- **Available records**:

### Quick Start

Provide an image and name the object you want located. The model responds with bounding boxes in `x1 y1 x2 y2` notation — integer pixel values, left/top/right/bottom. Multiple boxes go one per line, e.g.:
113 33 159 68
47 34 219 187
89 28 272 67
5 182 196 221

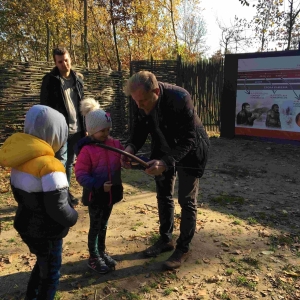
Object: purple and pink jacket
75 137 124 205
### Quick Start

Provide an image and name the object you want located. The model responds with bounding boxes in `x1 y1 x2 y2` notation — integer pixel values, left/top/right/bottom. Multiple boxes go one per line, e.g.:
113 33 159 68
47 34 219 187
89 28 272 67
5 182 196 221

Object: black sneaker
163 249 188 270
144 239 174 257
88 257 109 274
69 192 79 205
100 252 117 270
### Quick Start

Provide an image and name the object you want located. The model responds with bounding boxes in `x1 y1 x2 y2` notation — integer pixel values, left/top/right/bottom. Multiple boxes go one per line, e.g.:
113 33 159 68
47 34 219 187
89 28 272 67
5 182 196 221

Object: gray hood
24 105 68 153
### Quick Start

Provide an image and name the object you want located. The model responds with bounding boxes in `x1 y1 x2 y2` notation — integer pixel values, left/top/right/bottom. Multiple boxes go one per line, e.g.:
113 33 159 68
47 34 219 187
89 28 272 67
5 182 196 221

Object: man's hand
121 146 134 169
145 159 166 176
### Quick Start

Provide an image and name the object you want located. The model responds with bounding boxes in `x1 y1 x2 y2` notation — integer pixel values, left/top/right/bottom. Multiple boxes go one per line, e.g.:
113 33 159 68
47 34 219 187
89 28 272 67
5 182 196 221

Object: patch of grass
149 282 158 289
225 268 234 276
270 234 294 248
229 257 236 262
150 232 160 245
221 293 231 300
54 292 62 300
258 211 267 220
241 256 260 269
168 273 178 280
141 285 151 293
247 217 257 225
163 288 174 296
236 276 257 291
118 289 141 300
210 194 245 205
232 228 243 235
232 219 242 225
219 163 251 178
0 220 14 231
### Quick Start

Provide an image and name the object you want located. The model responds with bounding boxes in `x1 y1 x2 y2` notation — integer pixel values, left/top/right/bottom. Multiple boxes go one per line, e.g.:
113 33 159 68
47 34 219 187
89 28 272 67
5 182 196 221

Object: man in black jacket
40 47 85 202
122 71 209 270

- **What is asked**: Write out the data above from its first line up to and including the line with "75 137 124 205", word for word, and leave out the pictures.

- **Final result**:
### Quick Start

Provide an image and name the object you want located. The model responds with bounding boxes in `x1 y1 x2 y2` notation — integer pixel values, left/top/right/bottom. Multiple boxes go one per line, e.g.:
113 33 159 68
47 34 219 187
89 28 272 67
5 182 196 221

Object: purple and pink jacket
75 137 124 205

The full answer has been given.